**TASK PROMPT**.
Reproduce the forum exchange on bees and abstract thought word for word, from "DAVID: The bee" to "your beliefs. Period!".

**TEXT UNDER STUDY**.
Back to David's theory of evolution of abstract thought (Evolution)

by David Turell @, Friday, July 24, 2020, 19:45 (15 days ago) @ dhw
edited by David Turell, Friday, July 24, 2020, 19:57

DAVID: The bee can not correlate separate events. period!!

dhw: But if the bee had not correlated the separate events, it would not have carried on biting! And so either the bee has the intelligence to link cause and effect (as all organisms have to if they are to survive), or your God had to preprogramme leaf-biting 3.8 billion years ago, or he had to step in to give one species of bee a course in leaf-biting.bb I find the last two options somewhat far-fetched. (1) Furthermore, (2) I really wonder how many people would agree with you that linking leaf-biting with early flowering requires the same degree of conceptual thinking as human philosophy. But of course you have every right to your beliefs. Period!

DAVID: First bold is not far-fetched if one believes in God.

dhw: Then let’s just say that even with my theist hat on, I find those two options vastly less believable than the theory that God designed a mechanism that would enable cells to develop their own lifestyles, strategies and natural wonders. I would, however, join Darwin in accepting that all the different life forms developed from “a few forms or one” which may have been designed separately by your God, though I would firmly reject Darwin’s belief that all the new forms were the result of random mutations.

**RECORDED INFORMATION**.
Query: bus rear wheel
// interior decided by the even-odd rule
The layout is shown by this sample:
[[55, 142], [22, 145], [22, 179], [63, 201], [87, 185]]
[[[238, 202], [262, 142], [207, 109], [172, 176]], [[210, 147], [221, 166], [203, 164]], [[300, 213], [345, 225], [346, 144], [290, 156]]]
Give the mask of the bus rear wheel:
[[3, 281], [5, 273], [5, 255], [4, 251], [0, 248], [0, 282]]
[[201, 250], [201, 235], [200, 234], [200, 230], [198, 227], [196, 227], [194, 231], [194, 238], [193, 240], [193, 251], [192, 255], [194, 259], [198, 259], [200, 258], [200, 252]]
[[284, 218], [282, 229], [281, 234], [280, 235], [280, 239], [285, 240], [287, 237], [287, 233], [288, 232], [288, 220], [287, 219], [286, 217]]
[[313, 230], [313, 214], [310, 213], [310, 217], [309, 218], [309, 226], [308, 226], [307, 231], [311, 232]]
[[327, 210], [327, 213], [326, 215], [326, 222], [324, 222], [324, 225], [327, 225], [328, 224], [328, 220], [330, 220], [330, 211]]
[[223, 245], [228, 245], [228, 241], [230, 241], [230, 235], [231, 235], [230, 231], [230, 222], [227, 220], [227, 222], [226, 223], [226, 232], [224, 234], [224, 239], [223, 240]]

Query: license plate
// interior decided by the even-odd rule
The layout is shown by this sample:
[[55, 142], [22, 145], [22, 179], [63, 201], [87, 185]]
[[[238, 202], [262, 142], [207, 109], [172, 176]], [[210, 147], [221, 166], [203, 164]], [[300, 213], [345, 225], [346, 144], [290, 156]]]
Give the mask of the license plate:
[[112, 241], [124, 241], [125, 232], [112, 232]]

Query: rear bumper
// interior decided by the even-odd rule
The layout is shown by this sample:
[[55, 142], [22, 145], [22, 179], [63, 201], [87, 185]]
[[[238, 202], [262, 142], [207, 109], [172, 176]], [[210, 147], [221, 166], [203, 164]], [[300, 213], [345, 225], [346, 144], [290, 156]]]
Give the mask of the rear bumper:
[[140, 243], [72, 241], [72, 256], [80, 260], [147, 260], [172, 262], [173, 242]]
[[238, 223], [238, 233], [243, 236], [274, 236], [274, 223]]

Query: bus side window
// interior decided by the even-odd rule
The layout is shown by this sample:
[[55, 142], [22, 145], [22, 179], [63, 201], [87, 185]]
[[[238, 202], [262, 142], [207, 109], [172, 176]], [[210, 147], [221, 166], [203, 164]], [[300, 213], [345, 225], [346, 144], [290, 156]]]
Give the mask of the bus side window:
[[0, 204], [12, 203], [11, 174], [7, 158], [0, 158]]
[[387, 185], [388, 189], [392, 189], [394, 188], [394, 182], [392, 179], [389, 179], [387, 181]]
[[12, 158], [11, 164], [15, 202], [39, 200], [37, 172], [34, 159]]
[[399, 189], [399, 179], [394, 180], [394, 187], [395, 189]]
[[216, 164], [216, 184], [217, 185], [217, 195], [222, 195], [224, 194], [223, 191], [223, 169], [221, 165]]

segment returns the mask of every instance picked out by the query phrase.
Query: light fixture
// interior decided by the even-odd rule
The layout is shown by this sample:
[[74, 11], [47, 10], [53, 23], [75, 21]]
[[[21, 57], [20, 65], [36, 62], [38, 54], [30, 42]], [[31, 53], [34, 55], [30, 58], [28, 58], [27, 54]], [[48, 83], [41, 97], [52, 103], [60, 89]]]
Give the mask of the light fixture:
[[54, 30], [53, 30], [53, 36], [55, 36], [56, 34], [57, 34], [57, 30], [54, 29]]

**RESPONSE TO THE TASK**.
DAVID: The bee can not correlate separate events. period!!

dhw: But if the bee had not correlated the separate events, it would not have carried on biting! And so either the bee has the intelligence to link cause and effect (as all organisms have to if they are to survive), or your God had to preprogramme leaf-biting 3.8 billion years ago, or he had to step in to give one species of bee a course in leaf-biting.bb I find the last two options somewhat far-fetched. (1) Furthermore, (2) I really wonder how many people would agree with you that linking leaf-biting with early flowering requires the same degree of conceptual thinking as human philosophy. But of course you have every right to your beliefs. Period!